Health

UK Recovery programme funding halted by government

Medical staff at Royal Papworth treat a critically ill Covid-19 patient in 2021. Photograph: Lynsey Addario/Getty Images

Dismay as UK government halts cash for world-renowned Covid programme

Despite its trials saving thousands during the pandemic, funding is being stopped for the groundbreaking UK Recovery programme

It changed the treatment of Covid-19 patients across the globe, saved thousands of lives by pinpointing cheap, effective drugs during the pandemic, and earned Britain widespread praise from international groups of scientists.

But now government support for the UK Recovery programme is to end. In a few weeks’ time, central financing for the programme will halt. The scheme will only be able to continue thanks to funding from a group of US-based philanthropists.

The move has dismayed senior scientists who say it is another worrying example of the UK’s life sciences sector being short-changed by government. “We knew Recovery had huge potential and that was realised in a very short period during Covid. But now that dream is being unrealised,” said Prof Peter Horby, one of the co-founders of Recovery.

And it is not just the value of Recovery that has been ignored as the pandemic has ended, added Horby. “Britain did some of the world’s best clinical trials, vaccine development, and genomics work, but a lot of that has just been thrown away or starved of investment. Yet we badly need to be alert to the dangers of future pandemics.”

Recovery – the Randomised Evaluation of Covid-19 Therapy – is a drug-testing programme that, at the height of the pandemic, involved thousands of doctors and nurses working with tens of thousands of Covid-19 patients in hospitals across Britain. Trials were carried out in intensive care units and wards crammed with seriously ill patients.

“In day-to-day, regular clinical medicine, it’s absolutely critical to work out the difference between what you think might work, what actually works – and what doesn’t,” said Prof Martin Landray, Recovery’s other co-founder. “Recovery did exactly that.”

The programme managed to pinpoint four effective medicines, while conclusively showing that eight overhyped drugs were not. For example, the anti-malarial drug hydroxychloroquine – widely touted by Donald Trump as a Covid-19 treatment – was found to be ineffective.

━━━

Your goal: Please copy out the whole article on the halted funding for the UK Recovery programme word for word. The data is separate material from the article above.

Given records:
━━━

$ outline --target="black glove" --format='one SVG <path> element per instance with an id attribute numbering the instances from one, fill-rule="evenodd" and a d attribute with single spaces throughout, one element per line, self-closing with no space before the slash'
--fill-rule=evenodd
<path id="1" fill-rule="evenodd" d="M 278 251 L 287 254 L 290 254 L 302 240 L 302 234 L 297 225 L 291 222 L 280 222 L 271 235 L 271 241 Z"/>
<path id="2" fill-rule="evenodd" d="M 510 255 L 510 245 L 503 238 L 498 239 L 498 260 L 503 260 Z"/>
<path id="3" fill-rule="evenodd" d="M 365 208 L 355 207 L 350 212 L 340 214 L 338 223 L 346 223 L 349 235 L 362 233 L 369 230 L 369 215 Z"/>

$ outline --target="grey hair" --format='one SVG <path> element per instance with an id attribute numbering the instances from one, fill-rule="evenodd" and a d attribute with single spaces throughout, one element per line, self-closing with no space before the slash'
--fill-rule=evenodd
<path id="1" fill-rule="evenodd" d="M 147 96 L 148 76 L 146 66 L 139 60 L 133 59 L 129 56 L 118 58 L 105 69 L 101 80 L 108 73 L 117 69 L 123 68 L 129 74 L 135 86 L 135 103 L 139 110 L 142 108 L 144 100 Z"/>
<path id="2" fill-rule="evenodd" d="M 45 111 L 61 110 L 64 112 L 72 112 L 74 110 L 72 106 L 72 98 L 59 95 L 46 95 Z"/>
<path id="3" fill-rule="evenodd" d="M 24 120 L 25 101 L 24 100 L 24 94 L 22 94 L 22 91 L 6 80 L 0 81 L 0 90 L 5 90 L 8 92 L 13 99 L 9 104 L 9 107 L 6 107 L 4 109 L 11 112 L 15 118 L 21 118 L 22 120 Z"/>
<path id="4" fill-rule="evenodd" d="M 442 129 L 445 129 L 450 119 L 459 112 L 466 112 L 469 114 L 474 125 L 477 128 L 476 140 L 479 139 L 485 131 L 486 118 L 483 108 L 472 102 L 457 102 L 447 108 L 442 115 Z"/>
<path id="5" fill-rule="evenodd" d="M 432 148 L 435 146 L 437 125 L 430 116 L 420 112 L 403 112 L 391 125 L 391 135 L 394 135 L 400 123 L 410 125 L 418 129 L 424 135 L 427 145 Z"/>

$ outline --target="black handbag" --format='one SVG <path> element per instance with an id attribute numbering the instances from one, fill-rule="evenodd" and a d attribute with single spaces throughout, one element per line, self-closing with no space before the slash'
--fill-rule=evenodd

━━━

Answer to this exercise:
Health

UK Recovery programme funding halted by government

Medical staff at Royal Papworth treat a critically ill Covid-19 patient in 2021. Photograph: Lynsey Addario/Getty Images

Dismay as UK government halts cash for world-renowned Covid programme

Despite its trials saving thousands during the pandemic, funding is being stopped for the groundbreaking UK Recovery programme

It changed the treatment of Covid-19 patients across the globe, saved thousands of lives by pinpointing cheap, effective drugs during the pandemic, and earned Britain widespread praise from international groups of scientists.

But now government support for the UK Recovery programme is to end. In a few weeks’ time, central financing for the programme will halt. The scheme will only be able to continue thanks to funding from a group of US-based philanthropists.

The move has dismayed senior scientists who say it is another worrying example of the UK’s life sciences sector being short-changed by government. “We knew Recovery had huge potential and that was realised in a very short period during Covid. But now that dream is being unrealised,” said Prof Peter Horby, one of the co-founders of Recovery.

And it is not just the value of Recovery that has been ignored as the pandemic has ended, added Horby. “Britain did some of the world’s best clinical trials, vaccine development, and genomics work, but a lot of that has just been thrown away or starved of investment. Yet we badly need to be alert to the dangers of future pandemics.”

Recovery – the Randomised Evaluation of Covid-19 Therapy – is a drug-testing programme that, at the height of the pandemic, involved thousands of doctors and nurses working with tens of thousands of Covid-19 patients in hospitals across Britain. Trials were carried out in intensive care units and wards crammed with seriously ill patients.

“In day-to-day, regular clinical medicine, it’s absolutely critical to work out the difference between what you think might work, what actually works – and what doesn’t,” said Prof Martin Landray, Recovery’s other co-founder. “Recovery did exactly that.”

The programme managed to pinpoint four effective medicines, while conclusively showing that eight overhyped drugs were not. For example, the anti-malarial drug hydroxychloroquine – widely touted by Donald Trump as a Covid-19 treatment – was found to be ineffective.